__Soal__
Ubah semua item di bawah ini dengan mengganti "sports analytics" menjadi "street photography" di setiap tempat, dan biarkan sisanya tetap sama. Gambarnya tidak usah dimasukkan ke jawaban.

__Item Masukan__
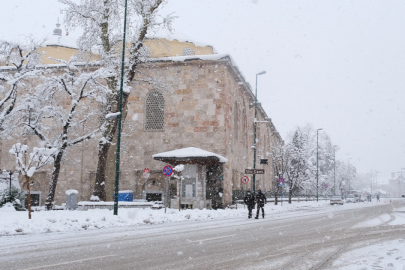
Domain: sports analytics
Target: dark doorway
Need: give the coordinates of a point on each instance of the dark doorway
(34, 200)
(153, 197)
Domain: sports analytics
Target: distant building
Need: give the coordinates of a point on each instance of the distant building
(207, 104)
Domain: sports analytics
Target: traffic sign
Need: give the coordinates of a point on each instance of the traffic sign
(264, 161)
(146, 173)
(168, 170)
(254, 171)
(244, 179)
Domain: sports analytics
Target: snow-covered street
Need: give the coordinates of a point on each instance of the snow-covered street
(305, 235)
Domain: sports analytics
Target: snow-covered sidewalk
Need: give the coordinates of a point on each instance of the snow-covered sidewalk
(14, 223)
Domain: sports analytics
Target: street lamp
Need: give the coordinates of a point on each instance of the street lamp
(10, 173)
(254, 139)
(117, 161)
(350, 181)
(317, 185)
(334, 170)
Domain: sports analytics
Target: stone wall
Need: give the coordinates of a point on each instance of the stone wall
(208, 105)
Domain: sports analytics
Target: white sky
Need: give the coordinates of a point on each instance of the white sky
(336, 64)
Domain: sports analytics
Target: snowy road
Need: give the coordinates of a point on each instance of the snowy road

__Penyelesaian__
Domain: street photography
Target: dark doorway
Need: give the coordinates of a point on each instance of the dark doorway
(34, 200)
(153, 197)
Domain: street photography
Target: distant building
Need: give the coordinates of a point on each instance of the distant building
(207, 104)
Domain: street photography
Target: traffic sign
Need: give the coordinates of a point on each instance of the traffic sign
(264, 161)
(146, 173)
(168, 170)
(254, 171)
(244, 179)
Domain: street photography
Target: snow-covered street
Need: give the coordinates of a point on each instance of the snow-covered street
(305, 235)
Domain: street photography
Target: snow-covered sidewalk
Need: give the coordinates of a point on each instance of the snow-covered sidewalk
(14, 223)
Domain: street photography
Target: street lamp
Need: give the coordinates of a point on each instance of the street lamp
(10, 173)
(254, 139)
(117, 161)
(350, 181)
(317, 185)
(334, 170)
Domain: street photography
Target: stone wall
Need: give the coordinates of a point on each instance of the stone wall
(208, 105)
Domain: street photography
Target: white sky
Need: give the coordinates of a point on each instance of the white sky
(336, 64)
Domain: street photography
Target: snowy road
Need: give the coordinates of a point on each instance of the snowy road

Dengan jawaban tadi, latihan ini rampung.